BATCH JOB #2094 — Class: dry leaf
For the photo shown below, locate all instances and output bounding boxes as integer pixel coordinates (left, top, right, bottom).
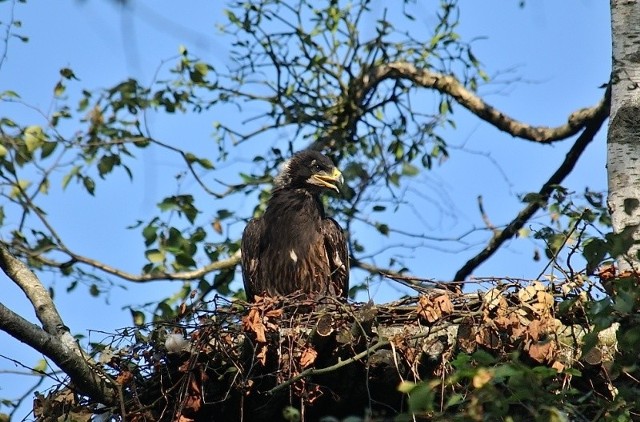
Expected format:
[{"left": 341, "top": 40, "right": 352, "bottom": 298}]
[
  {"left": 116, "top": 371, "right": 133, "bottom": 385},
  {"left": 476, "top": 327, "right": 500, "bottom": 349},
  {"left": 264, "top": 308, "right": 284, "bottom": 318},
  {"left": 211, "top": 219, "right": 222, "bottom": 234},
  {"left": 300, "top": 346, "right": 318, "bottom": 368},
  {"left": 551, "top": 361, "right": 565, "bottom": 372}
]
========================
:: CONSIGNE ::
Renvoyez toutes les lignes ci-dessus à l'identique, en laissant les images de côté.

:: CORRIGÉ ::
BATCH JOB #2094 — Class: dry leaf
For the photo shown below, locate all instances and output bounding boxes as integer pixel coordinates (left, top, right, bottom).
Expected format:
[{"left": 341, "top": 40, "right": 352, "bottom": 298}]
[
  {"left": 116, "top": 371, "right": 133, "bottom": 385},
  {"left": 476, "top": 327, "right": 500, "bottom": 349},
  {"left": 264, "top": 308, "right": 284, "bottom": 318},
  {"left": 211, "top": 219, "right": 222, "bottom": 234},
  {"left": 300, "top": 346, "right": 318, "bottom": 368},
  {"left": 551, "top": 361, "right": 565, "bottom": 372}
]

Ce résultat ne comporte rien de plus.